*** Exercise data ***
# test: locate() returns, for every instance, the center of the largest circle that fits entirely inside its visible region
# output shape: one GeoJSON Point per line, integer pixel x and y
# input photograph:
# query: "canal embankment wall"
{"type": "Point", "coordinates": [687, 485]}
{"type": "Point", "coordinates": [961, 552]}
*** End of Exercise data ***
Work to complete: Output the complete data exactly as written.

Response to the exercise:
# test: locate() returns, for every instance, the center of the largest circle that fits entirely inside its visible region
# output shape: one GeoJSON Point per line, integer pixel x and y
# input photograph:
# query: "canal embankment wall"
{"type": "Point", "coordinates": [687, 485]}
{"type": "Point", "coordinates": [961, 552]}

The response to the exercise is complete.